Stored items.
______________________________
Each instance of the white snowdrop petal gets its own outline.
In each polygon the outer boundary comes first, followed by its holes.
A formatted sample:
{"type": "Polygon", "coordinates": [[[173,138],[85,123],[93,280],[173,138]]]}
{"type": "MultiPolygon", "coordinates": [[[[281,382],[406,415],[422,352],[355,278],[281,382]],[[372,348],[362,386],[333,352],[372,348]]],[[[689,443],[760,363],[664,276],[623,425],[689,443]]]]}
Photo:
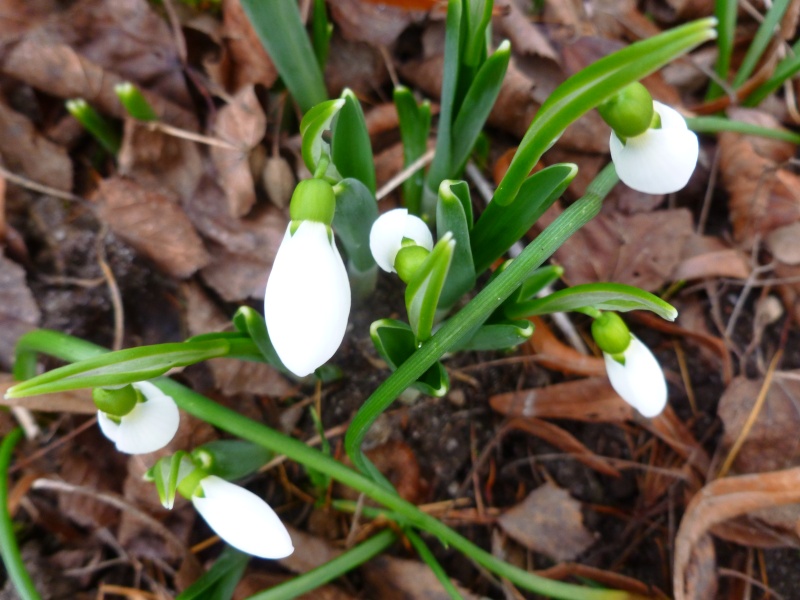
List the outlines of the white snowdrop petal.
{"type": "Polygon", "coordinates": [[[284,558],[294,551],[278,515],[254,493],[214,475],[200,487],[204,497],[192,497],[192,504],[228,544],[261,558],[284,558]]]}
{"type": "Polygon", "coordinates": [[[646,194],[683,188],[697,165],[697,136],[688,129],[648,129],[626,144],[611,133],[611,159],[627,186],[646,194]]]}
{"type": "Polygon", "coordinates": [[[661,117],[661,129],[689,129],[683,115],[671,106],[654,100],[653,110],[661,117]]]}
{"type": "MultiPolygon", "coordinates": [[[[134,384],[140,387],[141,384],[134,384]]],[[[148,384],[155,388],[152,384],[148,384]]],[[[157,389],[157,388],[156,388],[157,389]]],[[[142,390],[144,394],[144,390],[142,390]]],[[[147,454],[160,450],[175,437],[180,413],[175,401],[159,393],[148,395],[122,417],[115,440],[117,450],[128,454],[147,454]]]]}
{"type": "Polygon", "coordinates": [[[655,417],[667,404],[664,372],[650,349],[632,336],[625,350],[625,365],[603,353],[611,386],[645,417],[655,417]]]}
{"type": "Polygon", "coordinates": [[[116,443],[119,437],[119,423],[112,421],[111,418],[103,411],[97,411],[97,424],[100,426],[100,431],[109,440],[116,443]]]}
{"type": "Polygon", "coordinates": [[[270,340],[283,364],[304,377],[342,343],[350,315],[350,283],[323,223],[303,221],[278,249],[264,296],[270,340]]]}
{"type": "Polygon", "coordinates": [[[385,212],[372,224],[369,249],[375,262],[384,271],[395,271],[394,259],[402,247],[403,238],[414,240],[427,250],[433,248],[433,235],[425,221],[409,215],[405,208],[385,212]]]}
______________________________
A word-for-word repetition of the data above, without pictures, is the expected answer.

Each instance of the white snowdrop petal gets its own outline.
In each polygon the outer boundary comes first, followed by its holes.
A formatted sample:
{"type": "Polygon", "coordinates": [[[173,138],[85,123],[93,280],[173,138]]]}
{"type": "MultiPolygon", "coordinates": [[[[281,382],[406,415],[422,352],[355,278],[281,382]],[[372,348],[362,386],[333,352],[372,348]]],[[[689,443],[760,363],[664,276],[623,425],[689,443]]]]}
Photo:
List the outlines of the white snowdrop petal.
{"type": "Polygon", "coordinates": [[[284,558],[294,551],[278,515],[254,493],[214,475],[200,487],[204,497],[192,497],[192,504],[228,544],[261,558],[284,558]]]}
{"type": "Polygon", "coordinates": [[[646,194],[683,188],[697,165],[697,136],[688,129],[648,129],[626,144],[611,133],[611,159],[627,186],[646,194]]]}
{"type": "Polygon", "coordinates": [[[661,117],[661,129],[689,129],[683,115],[671,106],[654,100],[653,110],[661,117]]]}
{"type": "MultiPolygon", "coordinates": [[[[134,384],[140,387],[141,384],[134,384]]],[[[148,384],[155,388],[152,384],[148,384]]],[[[157,389],[157,388],[156,388],[157,389]]],[[[142,390],[144,394],[144,390],[142,390]]],[[[147,454],[160,450],[175,437],[180,413],[175,401],[159,393],[148,395],[122,417],[115,440],[117,450],[128,454],[147,454]]]]}
{"type": "Polygon", "coordinates": [[[655,417],[667,404],[664,372],[650,349],[632,336],[625,350],[625,365],[603,353],[611,386],[645,417],[655,417]]]}
{"type": "Polygon", "coordinates": [[[116,443],[119,437],[119,423],[112,421],[111,418],[103,411],[97,411],[97,424],[100,426],[100,431],[109,440],[116,443]]]}
{"type": "Polygon", "coordinates": [[[270,340],[283,364],[304,377],[342,343],[350,315],[350,283],[323,223],[303,221],[278,249],[264,296],[270,340]]]}
{"type": "Polygon", "coordinates": [[[385,212],[372,224],[369,249],[375,262],[384,271],[395,271],[394,259],[402,247],[403,238],[414,240],[427,250],[433,248],[433,235],[425,221],[409,215],[405,208],[385,212]]]}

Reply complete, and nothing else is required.